# [Excerpts from a dataset]
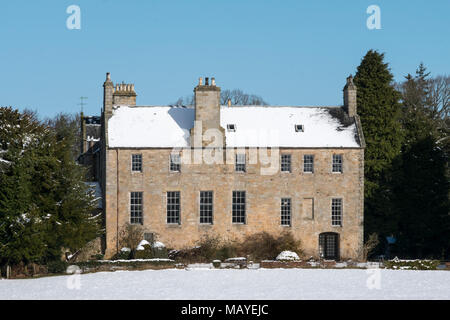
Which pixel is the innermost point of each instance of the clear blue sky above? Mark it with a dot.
(290, 52)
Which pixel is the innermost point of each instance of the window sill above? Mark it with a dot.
(173, 225)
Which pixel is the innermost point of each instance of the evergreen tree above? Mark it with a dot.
(44, 205)
(379, 110)
(422, 184)
(21, 223)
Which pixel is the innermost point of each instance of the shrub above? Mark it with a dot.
(122, 255)
(264, 246)
(397, 264)
(57, 266)
(131, 235)
(147, 253)
(258, 247)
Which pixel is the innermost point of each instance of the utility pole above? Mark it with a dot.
(82, 103)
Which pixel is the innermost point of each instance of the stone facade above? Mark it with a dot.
(311, 193)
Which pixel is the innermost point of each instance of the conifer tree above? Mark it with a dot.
(45, 206)
(422, 184)
(379, 110)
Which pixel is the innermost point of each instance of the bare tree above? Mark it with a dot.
(236, 96)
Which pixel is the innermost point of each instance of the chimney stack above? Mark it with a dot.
(207, 107)
(350, 97)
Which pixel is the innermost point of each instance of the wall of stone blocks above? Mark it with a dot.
(264, 193)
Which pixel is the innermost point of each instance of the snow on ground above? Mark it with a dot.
(277, 284)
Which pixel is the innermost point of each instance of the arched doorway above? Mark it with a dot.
(329, 245)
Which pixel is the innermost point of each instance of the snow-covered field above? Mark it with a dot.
(285, 284)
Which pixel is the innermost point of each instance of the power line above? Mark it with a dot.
(82, 103)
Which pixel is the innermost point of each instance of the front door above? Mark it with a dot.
(329, 246)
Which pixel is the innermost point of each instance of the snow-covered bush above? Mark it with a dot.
(287, 256)
(123, 254)
(398, 264)
(147, 250)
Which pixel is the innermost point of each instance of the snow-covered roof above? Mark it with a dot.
(256, 126)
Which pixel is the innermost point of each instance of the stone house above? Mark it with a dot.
(185, 171)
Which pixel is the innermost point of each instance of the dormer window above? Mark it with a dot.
(231, 127)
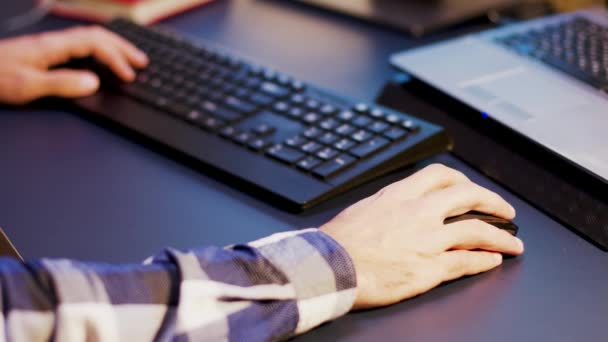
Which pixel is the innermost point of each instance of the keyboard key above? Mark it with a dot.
(252, 82)
(395, 133)
(209, 107)
(344, 145)
(327, 153)
(312, 132)
(209, 123)
(410, 125)
(327, 110)
(194, 115)
(297, 85)
(261, 100)
(242, 138)
(281, 107)
(258, 144)
(297, 99)
(274, 89)
(295, 113)
(311, 117)
(376, 113)
(240, 105)
(370, 147)
(308, 163)
(226, 114)
(345, 129)
(327, 138)
(329, 124)
(311, 147)
(285, 154)
(378, 127)
(393, 118)
(312, 104)
(361, 108)
(361, 136)
(178, 109)
(263, 129)
(346, 115)
(228, 132)
(296, 141)
(361, 121)
(334, 166)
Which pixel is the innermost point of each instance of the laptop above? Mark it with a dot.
(547, 79)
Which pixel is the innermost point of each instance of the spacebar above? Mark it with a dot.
(574, 72)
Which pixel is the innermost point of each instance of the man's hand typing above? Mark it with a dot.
(26, 62)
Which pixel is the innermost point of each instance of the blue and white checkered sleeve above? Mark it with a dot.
(270, 289)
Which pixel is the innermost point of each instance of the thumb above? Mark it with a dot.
(67, 83)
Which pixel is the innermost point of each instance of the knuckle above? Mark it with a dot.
(436, 168)
(19, 84)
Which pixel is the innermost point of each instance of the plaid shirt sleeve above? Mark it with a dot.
(267, 290)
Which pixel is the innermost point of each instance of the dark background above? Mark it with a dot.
(70, 188)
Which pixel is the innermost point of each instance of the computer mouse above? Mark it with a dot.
(497, 222)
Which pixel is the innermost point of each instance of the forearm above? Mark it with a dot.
(270, 289)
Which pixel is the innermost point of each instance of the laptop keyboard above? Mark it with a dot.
(578, 47)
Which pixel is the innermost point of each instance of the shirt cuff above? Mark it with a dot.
(320, 271)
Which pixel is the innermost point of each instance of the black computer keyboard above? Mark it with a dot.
(578, 47)
(272, 134)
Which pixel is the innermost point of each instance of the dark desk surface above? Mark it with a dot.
(69, 188)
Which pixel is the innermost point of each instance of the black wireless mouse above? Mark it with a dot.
(493, 220)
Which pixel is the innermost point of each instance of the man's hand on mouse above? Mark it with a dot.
(25, 63)
(400, 245)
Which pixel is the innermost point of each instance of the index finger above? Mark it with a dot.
(462, 198)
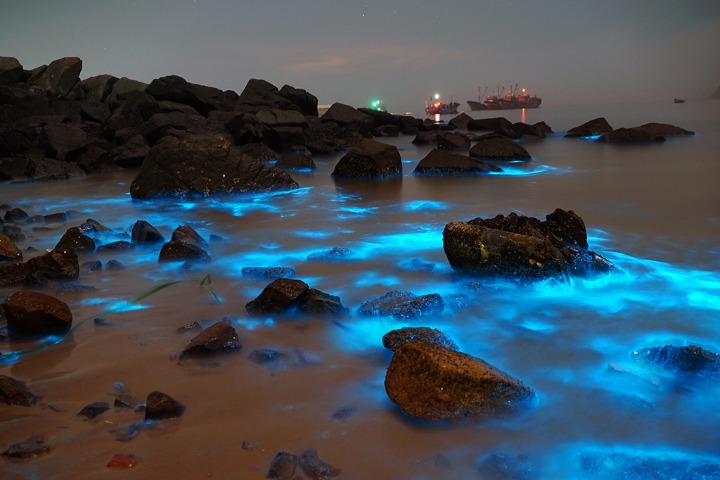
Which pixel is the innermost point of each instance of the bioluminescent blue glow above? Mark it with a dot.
(522, 172)
(425, 205)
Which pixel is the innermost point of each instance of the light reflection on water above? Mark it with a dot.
(571, 341)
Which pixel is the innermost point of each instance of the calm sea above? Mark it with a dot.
(653, 209)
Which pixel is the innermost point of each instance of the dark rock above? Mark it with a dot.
(201, 98)
(306, 102)
(393, 339)
(441, 385)
(34, 313)
(203, 166)
(268, 272)
(497, 147)
(402, 305)
(59, 78)
(60, 140)
(369, 159)
(11, 71)
(94, 409)
(178, 251)
(15, 215)
(160, 405)
(691, 359)
(115, 246)
(55, 265)
(279, 296)
(452, 141)
(441, 162)
(295, 161)
(598, 126)
(188, 235)
(217, 338)
(283, 466)
(523, 247)
(9, 252)
(348, 117)
(317, 303)
(315, 468)
(15, 392)
(145, 234)
(32, 447)
(74, 239)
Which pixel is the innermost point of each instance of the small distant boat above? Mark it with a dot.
(515, 99)
(436, 107)
(378, 106)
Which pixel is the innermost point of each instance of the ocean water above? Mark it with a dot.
(652, 209)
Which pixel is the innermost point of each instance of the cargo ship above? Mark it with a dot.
(515, 99)
(436, 107)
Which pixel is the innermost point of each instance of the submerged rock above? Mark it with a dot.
(522, 247)
(402, 305)
(441, 385)
(15, 392)
(441, 162)
(217, 338)
(690, 359)
(34, 313)
(369, 159)
(160, 405)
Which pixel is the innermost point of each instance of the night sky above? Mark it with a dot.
(565, 51)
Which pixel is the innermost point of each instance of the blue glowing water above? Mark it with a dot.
(653, 210)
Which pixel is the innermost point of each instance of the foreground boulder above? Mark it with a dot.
(217, 338)
(204, 165)
(34, 313)
(442, 162)
(441, 385)
(369, 159)
(522, 247)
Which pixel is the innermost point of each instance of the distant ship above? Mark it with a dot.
(436, 107)
(513, 100)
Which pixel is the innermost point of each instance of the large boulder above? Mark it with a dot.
(55, 265)
(441, 385)
(201, 98)
(369, 159)
(497, 147)
(522, 247)
(204, 165)
(35, 313)
(597, 126)
(442, 162)
(59, 78)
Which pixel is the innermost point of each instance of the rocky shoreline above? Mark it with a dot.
(185, 139)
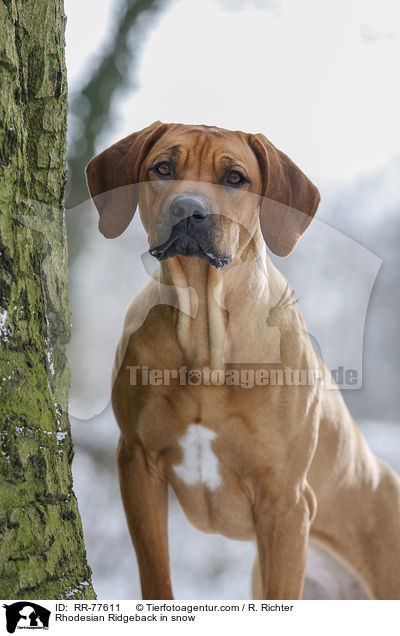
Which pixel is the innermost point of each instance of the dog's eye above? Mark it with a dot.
(163, 169)
(234, 177)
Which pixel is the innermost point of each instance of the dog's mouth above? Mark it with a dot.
(184, 244)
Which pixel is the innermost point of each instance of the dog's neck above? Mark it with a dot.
(212, 322)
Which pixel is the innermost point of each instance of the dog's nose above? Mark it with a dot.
(191, 206)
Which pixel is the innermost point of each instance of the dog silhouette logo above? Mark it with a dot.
(26, 615)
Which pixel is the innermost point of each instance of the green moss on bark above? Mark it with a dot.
(42, 553)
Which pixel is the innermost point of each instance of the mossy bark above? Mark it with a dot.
(42, 552)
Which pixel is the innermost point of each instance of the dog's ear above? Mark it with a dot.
(289, 199)
(112, 178)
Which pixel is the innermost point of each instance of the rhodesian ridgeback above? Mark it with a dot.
(276, 461)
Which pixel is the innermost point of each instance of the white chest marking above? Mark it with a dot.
(199, 463)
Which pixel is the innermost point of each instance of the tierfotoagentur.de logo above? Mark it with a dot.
(26, 615)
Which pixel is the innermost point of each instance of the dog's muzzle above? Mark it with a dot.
(193, 231)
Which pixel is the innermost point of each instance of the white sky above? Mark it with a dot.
(319, 78)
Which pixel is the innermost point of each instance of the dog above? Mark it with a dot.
(279, 463)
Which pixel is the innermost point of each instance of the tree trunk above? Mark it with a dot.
(42, 552)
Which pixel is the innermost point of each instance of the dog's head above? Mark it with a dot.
(202, 191)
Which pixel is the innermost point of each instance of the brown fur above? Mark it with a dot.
(292, 462)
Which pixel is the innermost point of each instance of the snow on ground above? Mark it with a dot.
(203, 566)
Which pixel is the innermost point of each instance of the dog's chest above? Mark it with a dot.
(199, 463)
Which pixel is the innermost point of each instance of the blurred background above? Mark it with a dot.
(319, 80)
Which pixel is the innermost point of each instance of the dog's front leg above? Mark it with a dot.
(145, 499)
(282, 530)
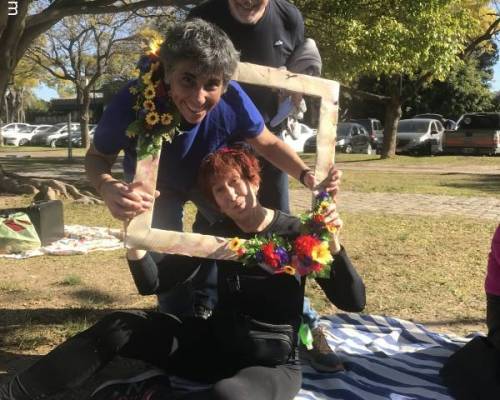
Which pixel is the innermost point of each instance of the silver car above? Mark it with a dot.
(419, 136)
(50, 137)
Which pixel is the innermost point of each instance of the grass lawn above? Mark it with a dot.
(406, 161)
(429, 270)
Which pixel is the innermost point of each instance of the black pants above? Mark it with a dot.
(493, 319)
(188, 349)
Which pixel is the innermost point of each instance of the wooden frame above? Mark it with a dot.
(139, 233)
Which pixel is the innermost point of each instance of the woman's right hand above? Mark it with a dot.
(124, 200)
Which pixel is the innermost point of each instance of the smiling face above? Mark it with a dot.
(234, 195)
(193, 94)
(248, 11)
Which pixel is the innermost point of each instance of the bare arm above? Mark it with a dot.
(123, 200)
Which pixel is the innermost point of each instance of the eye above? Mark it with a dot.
(212, 84)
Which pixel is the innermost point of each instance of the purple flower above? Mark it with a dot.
(283, 255)
(144, 64)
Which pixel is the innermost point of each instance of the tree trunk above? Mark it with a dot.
(84, 115)
(393, 113)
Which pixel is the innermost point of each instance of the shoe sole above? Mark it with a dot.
(134, 379)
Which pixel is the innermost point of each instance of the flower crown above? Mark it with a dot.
(157, 116)
(309, 253)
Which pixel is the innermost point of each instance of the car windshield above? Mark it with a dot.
(343, 130)
(413, 126)
(480, 121)
(55, 128)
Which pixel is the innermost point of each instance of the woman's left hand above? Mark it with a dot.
(330, 184)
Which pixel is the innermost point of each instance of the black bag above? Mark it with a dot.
(47, 217)
(266, 344)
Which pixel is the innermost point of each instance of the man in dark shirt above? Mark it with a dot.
(266, 32)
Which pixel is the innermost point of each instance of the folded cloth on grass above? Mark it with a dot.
(78, 239)
(386, 358)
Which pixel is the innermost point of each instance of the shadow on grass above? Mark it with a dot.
(451, 322)
(482, 183)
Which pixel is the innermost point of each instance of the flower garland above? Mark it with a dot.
(157, 116)
(309, 253)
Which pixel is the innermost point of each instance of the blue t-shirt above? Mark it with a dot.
(234, 118)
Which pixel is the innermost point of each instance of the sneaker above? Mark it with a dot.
(145, 386)
(322, 358)
(200, 311)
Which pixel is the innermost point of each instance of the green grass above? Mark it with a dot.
(62, 151)
(405, 161)
(72, 280)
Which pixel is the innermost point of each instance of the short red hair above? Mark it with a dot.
(222, 162)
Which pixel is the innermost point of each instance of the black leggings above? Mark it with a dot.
(493, 319)
(188, 349)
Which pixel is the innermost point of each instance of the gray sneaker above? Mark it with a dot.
(149, 385)
(322, 358)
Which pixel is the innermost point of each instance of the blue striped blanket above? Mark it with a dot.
(386, 358)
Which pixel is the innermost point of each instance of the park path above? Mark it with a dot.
(407, 204)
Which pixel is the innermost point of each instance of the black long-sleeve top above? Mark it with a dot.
(249, 290)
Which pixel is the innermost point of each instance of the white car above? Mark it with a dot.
(49, 137)
(419, 135)
(23, 136)
(12, 129)
(298, 136)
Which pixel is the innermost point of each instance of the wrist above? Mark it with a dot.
(101, 183)
(303, 174)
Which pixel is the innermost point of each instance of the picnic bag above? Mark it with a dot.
(17, 233)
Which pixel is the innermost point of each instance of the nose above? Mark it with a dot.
(199, 96)
(230, 192)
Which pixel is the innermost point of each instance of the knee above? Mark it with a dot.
(231, 389)
(114, 330)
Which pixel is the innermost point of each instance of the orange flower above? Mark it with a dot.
(149, 105)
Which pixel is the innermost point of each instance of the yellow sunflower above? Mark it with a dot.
(235, 244)
(146, 78)
(289, 270)
(166, 119)
(149, 92)
(149, 105)
(152, 118)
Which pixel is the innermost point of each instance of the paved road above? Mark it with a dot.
(412, 204)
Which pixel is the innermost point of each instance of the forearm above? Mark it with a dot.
(98, 168)
(345, 288)
(144, 271)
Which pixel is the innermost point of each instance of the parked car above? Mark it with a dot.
(447, 123)
(351, 138)
(76, 138)
(11, 130)
(374, 128)
(297, 138)
(23, 136)
(477, 133)
(57, 131)
(419, 136)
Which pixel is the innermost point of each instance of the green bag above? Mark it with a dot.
(17, 233)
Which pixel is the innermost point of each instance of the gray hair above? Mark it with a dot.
(203, 43)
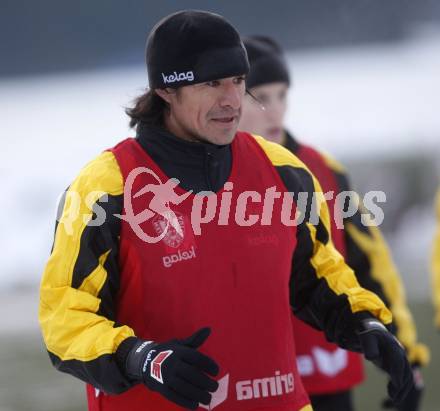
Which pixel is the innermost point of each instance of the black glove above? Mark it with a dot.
(175, 369)
(414, 398)
(386, 352)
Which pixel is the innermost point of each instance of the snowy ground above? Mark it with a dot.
(371, 100)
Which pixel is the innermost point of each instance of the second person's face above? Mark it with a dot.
(267, 122)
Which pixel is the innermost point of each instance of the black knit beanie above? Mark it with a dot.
(266, 60)
(192, 46)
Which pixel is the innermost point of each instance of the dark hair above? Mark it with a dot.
(148, 108)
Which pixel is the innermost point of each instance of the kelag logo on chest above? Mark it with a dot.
(178, 246)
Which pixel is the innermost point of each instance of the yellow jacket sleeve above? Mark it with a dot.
(323, 282)
(76, 299)
(436, 266)
(370, 258)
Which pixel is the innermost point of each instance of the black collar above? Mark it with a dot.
(290, 142)
(198, 166)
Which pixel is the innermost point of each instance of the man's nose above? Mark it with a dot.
(232, 95)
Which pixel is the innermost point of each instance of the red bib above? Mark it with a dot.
(232, 278)
(324, 367)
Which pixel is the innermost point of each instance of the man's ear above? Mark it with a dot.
(164, 93)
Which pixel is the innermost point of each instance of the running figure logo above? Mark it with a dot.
(163, 196)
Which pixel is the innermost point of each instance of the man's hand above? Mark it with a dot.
(385, 351)
(175, 369)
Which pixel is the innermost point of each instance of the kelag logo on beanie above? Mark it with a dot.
(172, 78)
(193, 47)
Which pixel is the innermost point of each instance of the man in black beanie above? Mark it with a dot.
(188, 250)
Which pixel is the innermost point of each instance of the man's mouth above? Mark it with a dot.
(225, 120)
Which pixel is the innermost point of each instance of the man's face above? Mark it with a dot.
(207, 111)
(267, 122)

# [WHAT TO DO]
Beginning at the line that holds "man's hand above? Mark it with a dot.", reproduce each line of the records above down to and including the last one.

# [TASK RESPONSE]
Which pixel is the innermost point of each instance of the man's hand above? Mark it with a dot.
(385, 351)
(175, 369)
Which pixel is the innermost point of each instance of the kelag logo on beanie above? Mark it with a dot.
(172, 78)
(193, 47)
Which pixel is the innermost point of each instance of the man in black beanie above? Mark it with a dot.
(188, 250)
Which pixel is the innermost point of each instance of the man's mouth above? Mark it with a dot.
(225, 120)
Which pixel is the innermost point of each instance of the man's face above? Mark it with a dot.
(207, 111)
(267, 122)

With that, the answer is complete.